**AIM OF THE EXERCISE**: Please copy out, word for word, the lines of the listing from the one containing "the black picture" through its final line, both included.
####
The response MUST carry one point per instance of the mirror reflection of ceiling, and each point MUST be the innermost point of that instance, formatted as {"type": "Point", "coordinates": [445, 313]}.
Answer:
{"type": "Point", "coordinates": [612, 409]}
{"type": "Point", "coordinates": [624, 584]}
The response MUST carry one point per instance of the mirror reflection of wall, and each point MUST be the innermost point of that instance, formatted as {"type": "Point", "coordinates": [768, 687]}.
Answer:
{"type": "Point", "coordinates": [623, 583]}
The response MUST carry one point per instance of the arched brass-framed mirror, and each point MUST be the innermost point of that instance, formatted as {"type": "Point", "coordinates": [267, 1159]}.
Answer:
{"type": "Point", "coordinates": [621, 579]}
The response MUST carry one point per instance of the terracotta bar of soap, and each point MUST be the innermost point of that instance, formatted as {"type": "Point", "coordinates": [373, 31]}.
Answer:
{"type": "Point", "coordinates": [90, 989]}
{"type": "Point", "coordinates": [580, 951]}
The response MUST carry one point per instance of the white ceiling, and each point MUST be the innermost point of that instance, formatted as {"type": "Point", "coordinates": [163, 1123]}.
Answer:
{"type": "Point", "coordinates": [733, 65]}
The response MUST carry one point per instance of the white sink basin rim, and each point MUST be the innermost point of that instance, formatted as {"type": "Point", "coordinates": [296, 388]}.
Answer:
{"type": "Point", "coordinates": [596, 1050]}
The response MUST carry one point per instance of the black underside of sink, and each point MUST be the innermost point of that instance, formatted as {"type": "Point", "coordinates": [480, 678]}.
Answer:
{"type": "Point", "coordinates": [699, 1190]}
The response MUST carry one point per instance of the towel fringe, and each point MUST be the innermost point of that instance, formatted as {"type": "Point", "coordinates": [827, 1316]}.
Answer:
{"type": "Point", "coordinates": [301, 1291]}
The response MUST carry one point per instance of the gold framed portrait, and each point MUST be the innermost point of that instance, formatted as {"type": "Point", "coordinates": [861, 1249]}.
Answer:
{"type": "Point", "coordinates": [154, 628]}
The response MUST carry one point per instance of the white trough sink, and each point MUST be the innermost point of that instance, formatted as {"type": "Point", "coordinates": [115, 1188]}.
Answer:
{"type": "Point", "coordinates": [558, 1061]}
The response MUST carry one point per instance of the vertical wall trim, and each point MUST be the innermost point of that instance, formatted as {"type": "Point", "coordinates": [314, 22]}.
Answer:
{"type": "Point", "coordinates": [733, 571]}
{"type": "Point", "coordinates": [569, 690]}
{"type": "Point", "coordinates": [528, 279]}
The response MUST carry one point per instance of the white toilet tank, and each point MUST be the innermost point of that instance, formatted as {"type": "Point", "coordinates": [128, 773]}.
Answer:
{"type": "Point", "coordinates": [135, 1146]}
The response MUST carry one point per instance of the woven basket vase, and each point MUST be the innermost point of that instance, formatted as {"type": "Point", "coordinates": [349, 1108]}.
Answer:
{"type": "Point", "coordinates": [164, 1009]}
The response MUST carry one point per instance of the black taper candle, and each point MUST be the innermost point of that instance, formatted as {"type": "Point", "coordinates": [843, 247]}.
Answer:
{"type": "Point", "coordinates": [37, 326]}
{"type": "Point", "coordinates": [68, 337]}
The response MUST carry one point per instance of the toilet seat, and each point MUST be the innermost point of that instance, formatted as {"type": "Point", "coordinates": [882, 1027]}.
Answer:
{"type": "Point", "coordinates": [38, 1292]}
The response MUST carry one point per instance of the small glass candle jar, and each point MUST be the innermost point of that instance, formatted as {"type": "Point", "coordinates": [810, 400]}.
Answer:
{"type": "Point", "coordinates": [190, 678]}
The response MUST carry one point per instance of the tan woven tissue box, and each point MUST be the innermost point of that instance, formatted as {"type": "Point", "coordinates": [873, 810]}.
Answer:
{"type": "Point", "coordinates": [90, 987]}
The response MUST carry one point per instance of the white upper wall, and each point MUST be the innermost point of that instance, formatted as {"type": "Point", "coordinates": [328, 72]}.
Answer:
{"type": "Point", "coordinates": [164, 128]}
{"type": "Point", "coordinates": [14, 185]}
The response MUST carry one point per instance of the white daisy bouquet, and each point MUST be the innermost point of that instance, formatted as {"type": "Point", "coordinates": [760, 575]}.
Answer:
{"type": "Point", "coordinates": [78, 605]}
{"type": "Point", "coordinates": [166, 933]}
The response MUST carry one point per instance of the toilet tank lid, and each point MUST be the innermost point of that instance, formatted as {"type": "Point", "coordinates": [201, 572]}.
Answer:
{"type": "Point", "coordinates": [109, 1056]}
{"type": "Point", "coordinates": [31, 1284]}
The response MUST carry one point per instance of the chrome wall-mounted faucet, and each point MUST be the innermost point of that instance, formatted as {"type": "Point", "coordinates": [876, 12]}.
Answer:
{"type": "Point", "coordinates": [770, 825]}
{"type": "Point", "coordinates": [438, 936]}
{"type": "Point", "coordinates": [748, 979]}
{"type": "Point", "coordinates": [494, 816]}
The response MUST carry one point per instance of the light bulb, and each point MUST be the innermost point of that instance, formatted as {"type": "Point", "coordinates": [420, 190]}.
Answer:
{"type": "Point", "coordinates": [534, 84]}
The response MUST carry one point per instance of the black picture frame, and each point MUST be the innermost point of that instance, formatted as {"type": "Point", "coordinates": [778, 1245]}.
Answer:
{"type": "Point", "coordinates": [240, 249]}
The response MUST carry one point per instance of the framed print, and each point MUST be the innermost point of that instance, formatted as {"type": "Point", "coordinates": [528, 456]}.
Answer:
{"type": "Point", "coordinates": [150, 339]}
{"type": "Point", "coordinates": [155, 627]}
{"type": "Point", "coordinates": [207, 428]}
####
**ANSWER IN FULL**:
The response MUST carry one point per instance of the black picture frame, and each point MUST be the innermost point of that instance, formatted as {"type": "Point", "coordinates": [778, 1245]}.
Answer:
{"type": "Point", "coordinates": [240, 249]}
The response MUST carry one point per instance of the framed print, and each point MUST be the innermost point of that instance, formatted as {"type": "Point", "coordinates": [528, 456]}.
Answer:
{"type": "Point", "coordinates": [150, 339]}
{"type": "Point", "coordinates": [155, 627]}
{"type": "Point", "coordinates": [207, 428]}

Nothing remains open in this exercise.